§ Problem requirements
From the entries below, please gather each line containing the string "bare".

§ Extracted records
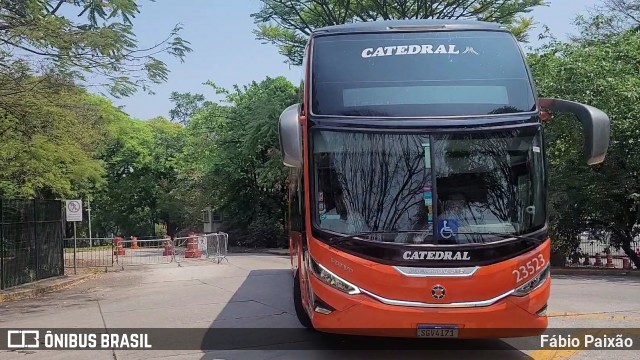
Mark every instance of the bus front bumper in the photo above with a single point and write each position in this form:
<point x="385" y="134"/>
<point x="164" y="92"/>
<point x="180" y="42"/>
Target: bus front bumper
<point x="362" y="314"/>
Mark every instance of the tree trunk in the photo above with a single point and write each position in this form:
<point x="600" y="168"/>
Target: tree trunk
<point x="626" y="246"/>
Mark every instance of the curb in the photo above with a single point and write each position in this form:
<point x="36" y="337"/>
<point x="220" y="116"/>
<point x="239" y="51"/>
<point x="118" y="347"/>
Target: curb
<point x="38" y="288"/>
<point x="606" y="272"/>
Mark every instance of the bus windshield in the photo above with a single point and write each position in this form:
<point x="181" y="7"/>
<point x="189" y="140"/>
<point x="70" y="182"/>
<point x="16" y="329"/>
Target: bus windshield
<point x="456" y="188"/>
<point x="419" y="74"/>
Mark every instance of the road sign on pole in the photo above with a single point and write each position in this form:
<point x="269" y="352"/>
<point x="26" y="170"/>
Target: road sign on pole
<point x="74" y="210"/>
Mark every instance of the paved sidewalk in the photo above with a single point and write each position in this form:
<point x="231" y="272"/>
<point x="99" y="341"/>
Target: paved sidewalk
<point x="44" y="286"/>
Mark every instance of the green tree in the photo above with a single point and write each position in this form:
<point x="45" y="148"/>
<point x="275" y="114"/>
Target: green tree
<point x="234" y="152"/>
<point x="288" y="23"/>
<point x="185" y="106"/>
<point x="607" y="196"/>
<point x="65" y="39"/>
<point x="142" y="189"/>
<point x="49" y="139"/>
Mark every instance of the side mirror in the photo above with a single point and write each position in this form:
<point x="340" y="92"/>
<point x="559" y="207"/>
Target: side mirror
<point x="595" y="124"/>
<point x="290" y="136"/>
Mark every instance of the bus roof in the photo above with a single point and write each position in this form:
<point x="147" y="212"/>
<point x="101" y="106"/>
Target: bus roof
<point x="408" y="25"/>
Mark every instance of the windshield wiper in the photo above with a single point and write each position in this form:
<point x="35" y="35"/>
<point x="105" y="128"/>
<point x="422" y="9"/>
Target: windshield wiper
<point x="503" y="235"/>
<point x="338" y="239"/>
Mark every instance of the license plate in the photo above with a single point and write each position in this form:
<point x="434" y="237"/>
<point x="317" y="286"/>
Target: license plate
<point x="437" y="331"/>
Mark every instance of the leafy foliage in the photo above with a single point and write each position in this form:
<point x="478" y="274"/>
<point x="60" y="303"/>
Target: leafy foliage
<point x="186" y="105"/>
<point x="288" y="23"/>
<point x="49" y="138"/>
<point x="236" y="149"/>
<point x="40" y="36"/>
<point x="604" y="75"/>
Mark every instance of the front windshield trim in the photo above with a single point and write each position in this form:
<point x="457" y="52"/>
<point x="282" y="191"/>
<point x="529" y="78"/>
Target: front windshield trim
<point x="327" y="234"/>
<point x="309" y="97"/>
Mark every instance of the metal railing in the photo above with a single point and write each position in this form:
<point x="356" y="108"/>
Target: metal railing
<point x="598" y="253"/>
<point x="85" y="252"/>
<point x="106" y="252"/>
<point x="31" y="233"/>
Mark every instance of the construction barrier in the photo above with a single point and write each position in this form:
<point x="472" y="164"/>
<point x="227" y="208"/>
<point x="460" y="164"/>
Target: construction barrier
<point x="103" y="252"/>
<point x="169" y="250"/>
<point x="192" y="248"/>
<point x="119" y="247"/>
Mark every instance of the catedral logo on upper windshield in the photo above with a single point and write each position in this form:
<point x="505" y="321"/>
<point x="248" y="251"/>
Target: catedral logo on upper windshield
<point x="436" y="255"/>
<point x="416" y="49"/>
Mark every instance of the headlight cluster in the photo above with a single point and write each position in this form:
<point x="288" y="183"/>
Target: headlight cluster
<point x="533" y="284"/>
<point x="332" y="279"/>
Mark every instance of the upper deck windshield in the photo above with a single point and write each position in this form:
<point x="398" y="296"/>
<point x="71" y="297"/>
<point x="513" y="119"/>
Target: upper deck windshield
<point x="419" y="74"/>
<point x="450" y="188"/>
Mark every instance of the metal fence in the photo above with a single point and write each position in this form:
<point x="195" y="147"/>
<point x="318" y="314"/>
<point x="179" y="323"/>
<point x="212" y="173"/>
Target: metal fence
<point x="31" y="233"/>
<point x="85" y="252"/>
<point x="593" y="253"/>
<point x="106" y="252"/>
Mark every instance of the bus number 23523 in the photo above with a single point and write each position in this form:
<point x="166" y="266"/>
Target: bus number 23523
<point x="530" y="268"/>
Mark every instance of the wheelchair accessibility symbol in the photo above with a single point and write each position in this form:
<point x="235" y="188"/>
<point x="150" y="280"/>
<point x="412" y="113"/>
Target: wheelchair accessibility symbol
<point x="447" y="228"/>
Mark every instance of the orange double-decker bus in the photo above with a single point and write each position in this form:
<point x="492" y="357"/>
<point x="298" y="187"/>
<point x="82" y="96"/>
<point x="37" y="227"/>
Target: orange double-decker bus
<point x="418" y="181"/>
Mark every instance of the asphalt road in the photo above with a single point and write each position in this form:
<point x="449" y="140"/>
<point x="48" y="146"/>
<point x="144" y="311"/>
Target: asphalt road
<point x="254" y="291"/>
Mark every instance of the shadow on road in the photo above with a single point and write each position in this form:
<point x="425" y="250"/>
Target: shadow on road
<point x="259" y="322"/>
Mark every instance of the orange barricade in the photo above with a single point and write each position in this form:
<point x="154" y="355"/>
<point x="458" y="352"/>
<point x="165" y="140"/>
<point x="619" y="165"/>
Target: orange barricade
<point x="168" y="247"/>
<point x="119" y="249"/>
<point x="192" y="247"/>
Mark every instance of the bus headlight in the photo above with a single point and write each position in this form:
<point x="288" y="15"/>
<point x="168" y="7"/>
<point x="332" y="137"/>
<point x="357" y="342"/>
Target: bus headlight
<point x="533" y="284"/>
<point x="332" y="279"/>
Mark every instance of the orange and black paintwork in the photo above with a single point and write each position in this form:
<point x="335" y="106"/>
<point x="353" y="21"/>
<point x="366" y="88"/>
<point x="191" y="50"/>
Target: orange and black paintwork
<point x="407" y="301"/>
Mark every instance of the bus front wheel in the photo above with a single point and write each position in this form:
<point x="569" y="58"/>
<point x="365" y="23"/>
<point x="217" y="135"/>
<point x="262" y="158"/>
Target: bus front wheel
<point x="302" y="315"/>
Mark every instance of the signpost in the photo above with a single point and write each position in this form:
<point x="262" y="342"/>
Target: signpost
<point x="74" y="214"/>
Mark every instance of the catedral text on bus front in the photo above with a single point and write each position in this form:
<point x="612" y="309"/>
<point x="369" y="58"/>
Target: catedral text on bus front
<point x="418" y="182"/>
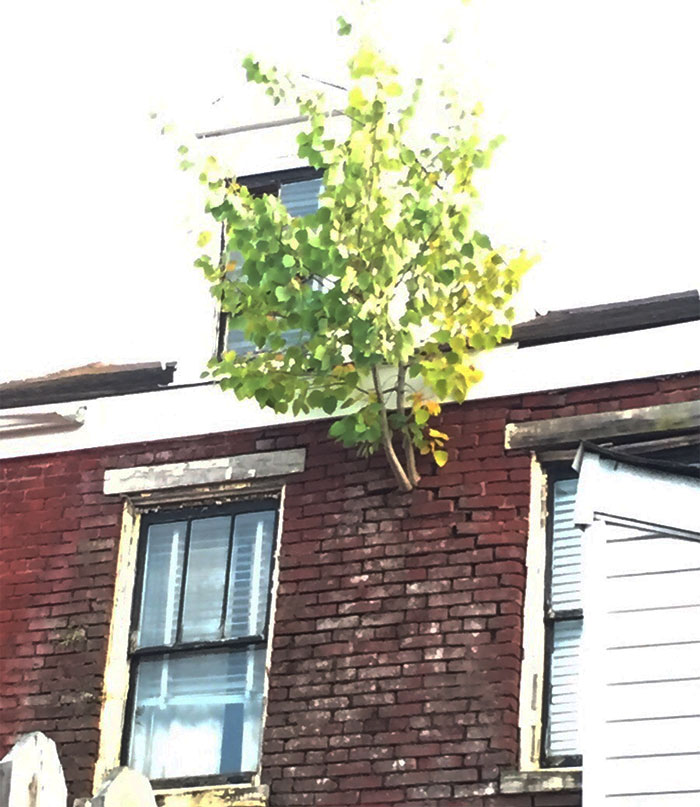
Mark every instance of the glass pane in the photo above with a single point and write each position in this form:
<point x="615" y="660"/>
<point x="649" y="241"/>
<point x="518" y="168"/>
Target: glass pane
<point x="566" y="548"/>
<point x="206" y="578"/>
<point x="198" y="714"/>
<point x="301" y="198"/>
<point x="564" y="685"/>
<point x="162" y="581"/>
<point x="253" y="537"/>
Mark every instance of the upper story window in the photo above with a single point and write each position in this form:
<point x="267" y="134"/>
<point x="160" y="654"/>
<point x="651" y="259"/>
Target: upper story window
<point x="299" y="191"/>
<point x="199" y="642"/>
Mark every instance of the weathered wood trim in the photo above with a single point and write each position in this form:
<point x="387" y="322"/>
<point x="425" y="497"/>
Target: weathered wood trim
<point x="542" y="781"/>
<point x="664" y="419"/>
<point x="533" y="661"/>
<point x="116" y="676"/>
<point x="204" y="472"/>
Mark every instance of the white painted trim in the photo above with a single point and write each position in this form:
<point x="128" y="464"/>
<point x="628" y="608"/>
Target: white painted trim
<point x="117" y="666"/>
<point x="532" y="669"/>
<point x="116" y="673"/>
<point x="189" y="411"/>
<point x="204" y="472"/>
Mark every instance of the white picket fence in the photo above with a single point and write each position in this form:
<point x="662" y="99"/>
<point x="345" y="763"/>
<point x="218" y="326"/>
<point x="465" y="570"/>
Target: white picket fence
<point x="31" y="776"/>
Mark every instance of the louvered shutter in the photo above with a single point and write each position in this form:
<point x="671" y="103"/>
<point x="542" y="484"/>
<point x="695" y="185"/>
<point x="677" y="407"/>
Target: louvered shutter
<point x="162" y="583"/>
<point x="562" y="736"/>
<point x="253" y="537"/>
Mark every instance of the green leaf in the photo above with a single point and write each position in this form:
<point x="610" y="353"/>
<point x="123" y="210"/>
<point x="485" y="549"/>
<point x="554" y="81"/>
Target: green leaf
<point x="440" y="457"/>
<point x="356" y="98"/>
<point x="403" y="276"/>
<point x="481" y="240"/>
<point x="344" y="27"/>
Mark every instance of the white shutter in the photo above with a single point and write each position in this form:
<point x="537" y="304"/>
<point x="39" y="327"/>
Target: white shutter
<point x="566" y="548"/>
<point x="253" y="537"/>
<point x="562" y="735"/>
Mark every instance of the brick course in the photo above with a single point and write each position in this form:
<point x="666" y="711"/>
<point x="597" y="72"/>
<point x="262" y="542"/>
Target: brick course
<point x="397" y="642"/>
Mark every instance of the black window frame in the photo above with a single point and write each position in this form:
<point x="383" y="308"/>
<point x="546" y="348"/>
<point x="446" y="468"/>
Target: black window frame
<point x="269" y="182"/>
<point x="265" y="502"/>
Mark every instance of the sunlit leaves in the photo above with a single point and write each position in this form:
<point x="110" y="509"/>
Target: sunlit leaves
<point x="387" y="292"/>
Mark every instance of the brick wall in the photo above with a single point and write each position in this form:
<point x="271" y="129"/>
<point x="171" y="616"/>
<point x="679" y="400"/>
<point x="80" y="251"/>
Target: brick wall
<point x="395" y="669"/>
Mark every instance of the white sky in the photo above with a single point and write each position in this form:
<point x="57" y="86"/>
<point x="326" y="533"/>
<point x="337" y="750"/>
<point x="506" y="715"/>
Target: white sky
<point x="600" y="172"/>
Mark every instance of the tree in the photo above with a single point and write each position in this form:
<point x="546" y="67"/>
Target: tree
<point x="392" y="290"/>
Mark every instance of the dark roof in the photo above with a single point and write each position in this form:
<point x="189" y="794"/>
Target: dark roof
<point x="598" y="320"/>
<point x="83" y="383"/>
<point x="621" y="455"/>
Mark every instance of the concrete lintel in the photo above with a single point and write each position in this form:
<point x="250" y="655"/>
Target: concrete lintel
<point x="542" y="781"/>
<point x="204" y="472"/>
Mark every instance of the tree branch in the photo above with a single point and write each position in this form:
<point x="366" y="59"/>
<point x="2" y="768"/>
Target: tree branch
<point x="404" y="483"/>
<point x="408" y="447"/>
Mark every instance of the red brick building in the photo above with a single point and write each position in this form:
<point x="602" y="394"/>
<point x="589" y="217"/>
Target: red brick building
<point x="394" y="622"/>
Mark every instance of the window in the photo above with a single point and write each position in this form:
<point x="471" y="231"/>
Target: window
<point x="560" y="742"/>
<point x="199" y="642"/>
<point x="299" y="190"/>
<point x="563" y="620"/>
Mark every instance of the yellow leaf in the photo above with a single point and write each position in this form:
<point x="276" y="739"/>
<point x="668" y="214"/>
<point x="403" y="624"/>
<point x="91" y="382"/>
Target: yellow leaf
<point x="440" y="457"/>
<point x="356" y="97"/>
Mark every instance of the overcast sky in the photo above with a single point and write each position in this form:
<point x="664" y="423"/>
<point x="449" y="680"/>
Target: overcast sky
<point x="600" y="172"/>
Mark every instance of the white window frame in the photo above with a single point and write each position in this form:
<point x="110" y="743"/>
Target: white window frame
<point x="173" y="485"/>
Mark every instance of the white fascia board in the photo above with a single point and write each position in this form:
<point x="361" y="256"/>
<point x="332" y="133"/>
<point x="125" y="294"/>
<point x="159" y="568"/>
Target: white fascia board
<point x="191" y="411"/>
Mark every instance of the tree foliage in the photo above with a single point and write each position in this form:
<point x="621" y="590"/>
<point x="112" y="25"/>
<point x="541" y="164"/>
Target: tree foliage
<point x="388" y="286"/>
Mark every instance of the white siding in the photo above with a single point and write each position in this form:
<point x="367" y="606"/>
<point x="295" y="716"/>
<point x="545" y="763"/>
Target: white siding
<point x="642" y="650"/>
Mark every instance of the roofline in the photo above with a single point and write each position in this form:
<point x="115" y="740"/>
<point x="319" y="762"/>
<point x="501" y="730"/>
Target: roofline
<point x="123" y="380"/>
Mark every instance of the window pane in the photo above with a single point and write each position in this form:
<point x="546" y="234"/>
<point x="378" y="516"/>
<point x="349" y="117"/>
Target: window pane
<point x="563" y="730"/>
<point x="253" y="537"/>
<point x="162" y="581"/>
<point x="566" y="549"/>
<point x="198" y="714"/>
<point x="206" y="578"/>
<point x="300" y="199"/>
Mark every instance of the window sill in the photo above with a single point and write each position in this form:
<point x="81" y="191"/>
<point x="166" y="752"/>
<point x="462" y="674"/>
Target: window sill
<point x="542" y="781"/>
<point x="214" y="796"/>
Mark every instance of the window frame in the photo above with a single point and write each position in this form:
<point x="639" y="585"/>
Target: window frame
<point x="189" y="512"/>
<point x="259" y="185"/>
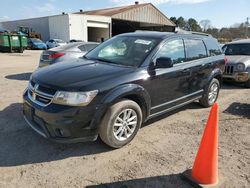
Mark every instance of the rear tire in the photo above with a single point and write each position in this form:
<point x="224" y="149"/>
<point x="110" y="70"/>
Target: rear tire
<point x="211" y="93"/>
<point x="121" y="123"/>
<point x="247" y="84"/>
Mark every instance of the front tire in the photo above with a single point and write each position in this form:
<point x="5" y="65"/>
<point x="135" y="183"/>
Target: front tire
<point x="121" y="123"/>
<point x="211" y="93"/>
<point x="247" y="84"/>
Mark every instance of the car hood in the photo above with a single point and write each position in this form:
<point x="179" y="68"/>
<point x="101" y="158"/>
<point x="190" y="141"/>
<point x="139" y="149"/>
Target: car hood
<point x="39" y="44"/>
<point x="239" y="59"/>
<point x="78" y="75"/>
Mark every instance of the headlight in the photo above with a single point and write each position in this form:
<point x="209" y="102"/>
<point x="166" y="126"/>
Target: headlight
<point x="240" y="67"/>
<point x="74" y="98"/>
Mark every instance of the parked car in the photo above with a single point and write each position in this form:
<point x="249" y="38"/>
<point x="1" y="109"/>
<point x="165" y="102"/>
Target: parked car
<point x="238" y="61"/>
<point x="75" y="40"/>
<point x="66" y="52"/>
<point x="52" y="43"/>
<point x="122" y="83"/>
<point x="36" y="44"/>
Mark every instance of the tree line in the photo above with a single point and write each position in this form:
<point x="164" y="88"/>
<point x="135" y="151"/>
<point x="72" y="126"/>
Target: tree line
<point x="225" y="34"/>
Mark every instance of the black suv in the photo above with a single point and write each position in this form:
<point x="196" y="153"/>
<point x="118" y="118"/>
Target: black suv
<point x="122" y="83"/>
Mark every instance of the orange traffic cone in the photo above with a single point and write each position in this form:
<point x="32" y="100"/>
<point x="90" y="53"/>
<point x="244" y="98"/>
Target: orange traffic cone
<point x="205" y="169"/>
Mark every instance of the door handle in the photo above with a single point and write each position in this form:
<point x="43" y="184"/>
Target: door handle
<point x="207" y="64"/>
<point x="185" y="70"/>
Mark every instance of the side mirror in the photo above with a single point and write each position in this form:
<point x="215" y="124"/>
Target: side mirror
<point x="164" y="62"/>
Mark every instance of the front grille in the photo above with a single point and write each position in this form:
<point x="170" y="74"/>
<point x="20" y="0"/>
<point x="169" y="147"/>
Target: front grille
<point x="229" y="69"/>
<point x="45" y="57"/>
<point x="39" y="94"/>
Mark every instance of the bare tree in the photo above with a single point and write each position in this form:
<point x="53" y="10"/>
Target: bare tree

§ Task response
Mark every instance of the bare tree in the photo above with a single point and write each position in this form:
Target: bare tree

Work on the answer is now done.